++++ Source passage ++++

Relocating Your Business? How to Avoid the Local SEO Nightmare

October 10, 2013 on Local Search Marketing Blog by Jeffrey Magner

If your business has a significant web presence at your existing address, including online business directories, and your business is relocating nearby (same city or county) – this article is for you. It’s imperative that you understand the “best practices” for updating your web presence and that you consult with/hire an expert to help you. If you don’t, the search engine rankings for your business may disappear and never come back to where they are today. Over the years, we have seen and heard of many Local SEO Nightmare stories. If you don’t want this to happen to you, the following information is critical.

Understanding the Local SEO Ecosystem
Once your business information is listed in an online directory, it’s often scraped by or sold to other online directories. Online data about your established business can spread far and wide online. If you’ve advertised in the phone book, for instance DEX, they put your business in their multiple online directories. Now that DEX [dexknows.com and others] has merged with Supermedia [superpages.com, localsearch.com, Verizon Yellow Pages, Frontier Yellow Pages, etc…], they will have added your business to many directories that you have never heard of.  And…..

This is Awesome for Rankings when your business is not relocating because Search Engines want to see your business location across as many online sources (known as “Citations”) as possible. This helps to establish trust that your NAP (Business Name, Address, Phone) are legitimate.

This is a Nightmare for your Rankings when you relocate your business because it’s impossible to properly update your business listings. It really is impossible. Improper updates will create inconsistencies in your businesses NAP. Inconsistencies cause “confusion” in the Search Engines understanding of your business. Since Google makes most all of their money from providing excellent search results for it’s users, if Google is confused about your business, they will not rank it in the local listings. Once you go down this path, the nightmare only gets worse. Here’s why:

1. Most online directories are faced with an increasingly desperate proposition. The phone companies with their declining phone book ad sales have taken to offering often ill-fated, over-priced online advertising opportunities for local businesses. You know this. They have called you. Selling new ads to new businesses is how they make money. Hiring a customer support team to verify, update, and correct business listing data is not in their budget. Once they’ve got your old address, they will sell it to any/all buyers they can find. I call this their one-way business model. They will gladly add a new business, but they’ll never look back to maintain it’s correctness.

2. Some directories offer the ability to “Claim your Listing”. To do this, you’ll need to create an account, log in, and verify that you are the business owner and then once you’ve “claimed” your listing. This sounds great if you’ve got the time and patience for 404 errors and “this page is not loading properly, please come back later” and verification emails that never arrive, login difficulties, and other issues indicative of a poorly maintained, under-funded process. But even if after many hours of toil, you are successful, you will have updated only SOME of your online listings.

++++

Instructions for the task:
Reproduce the passage of the relocation article that starts at "If your business" and ends after "information is critical.". Work from the relocation article alone.

++++ Recorded information ++++

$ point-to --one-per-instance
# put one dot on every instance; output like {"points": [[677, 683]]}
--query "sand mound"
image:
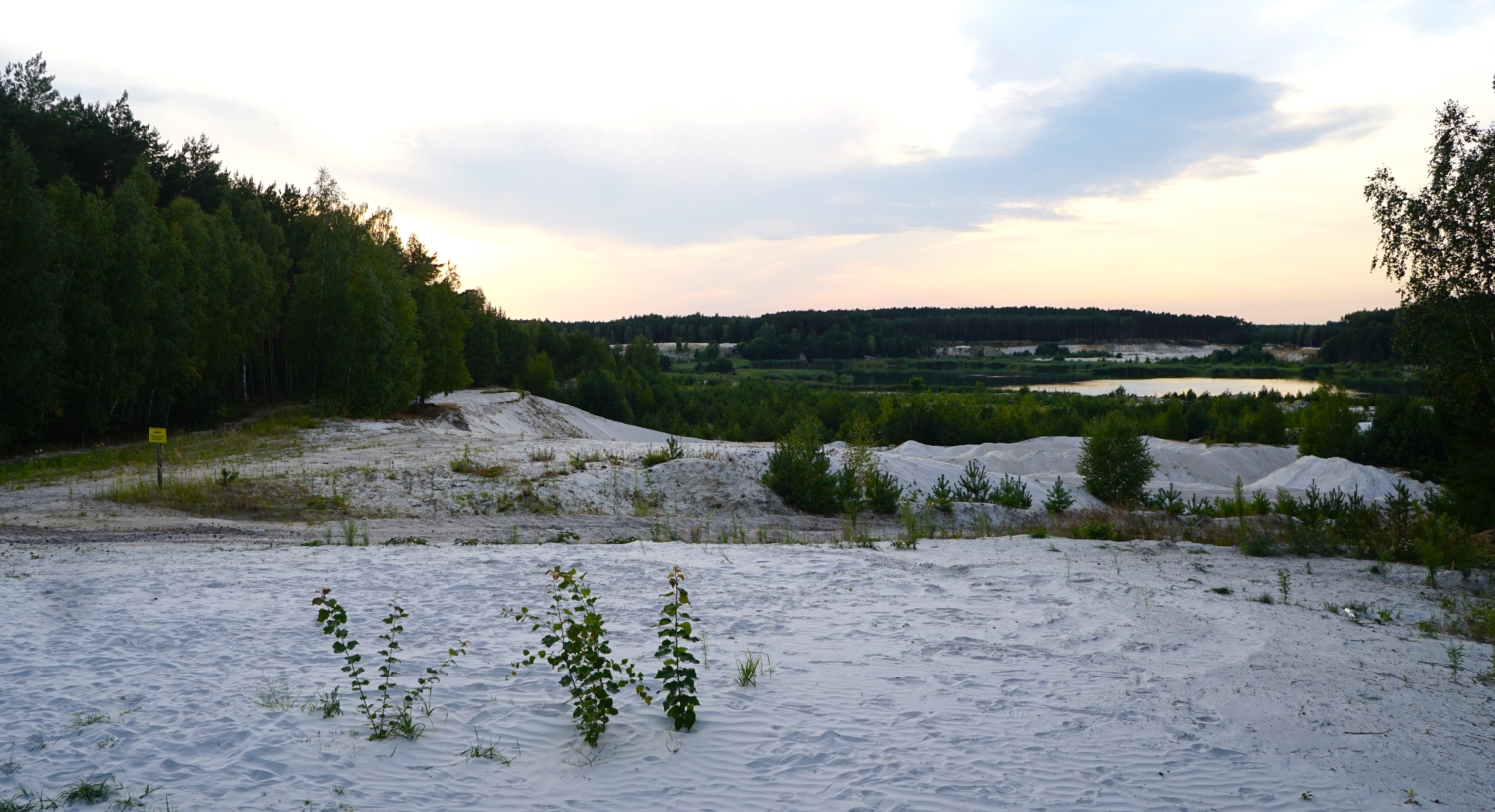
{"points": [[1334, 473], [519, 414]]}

++++
++++ Recorded information ++++

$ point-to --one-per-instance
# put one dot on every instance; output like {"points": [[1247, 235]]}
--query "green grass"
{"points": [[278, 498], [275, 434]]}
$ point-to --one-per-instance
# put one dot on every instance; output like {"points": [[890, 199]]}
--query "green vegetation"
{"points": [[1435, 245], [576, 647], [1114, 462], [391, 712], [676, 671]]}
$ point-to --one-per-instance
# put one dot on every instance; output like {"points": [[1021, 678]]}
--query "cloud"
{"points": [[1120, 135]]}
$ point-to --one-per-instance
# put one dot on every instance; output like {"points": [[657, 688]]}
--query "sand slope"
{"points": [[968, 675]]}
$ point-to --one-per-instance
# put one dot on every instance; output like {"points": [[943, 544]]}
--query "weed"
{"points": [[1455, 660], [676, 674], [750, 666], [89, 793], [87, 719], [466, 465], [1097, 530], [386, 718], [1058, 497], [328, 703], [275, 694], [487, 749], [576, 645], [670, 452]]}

++++

Completed task:
If your business has a significant web presence at your existing address, including online business directories, and your business is relocating nearby (same city or county) – this article is for you. It’s imperative that you understand the “best practices” for updating your web presence and that you consult with/hire an expert to help you. If you don’t, the search engine rankings for your business may disappear and never come back to where they are today. Over the years, we have seen and heard of many Local SEO Nightmare stories. If you don’t want this to happen to you, the following information is critical.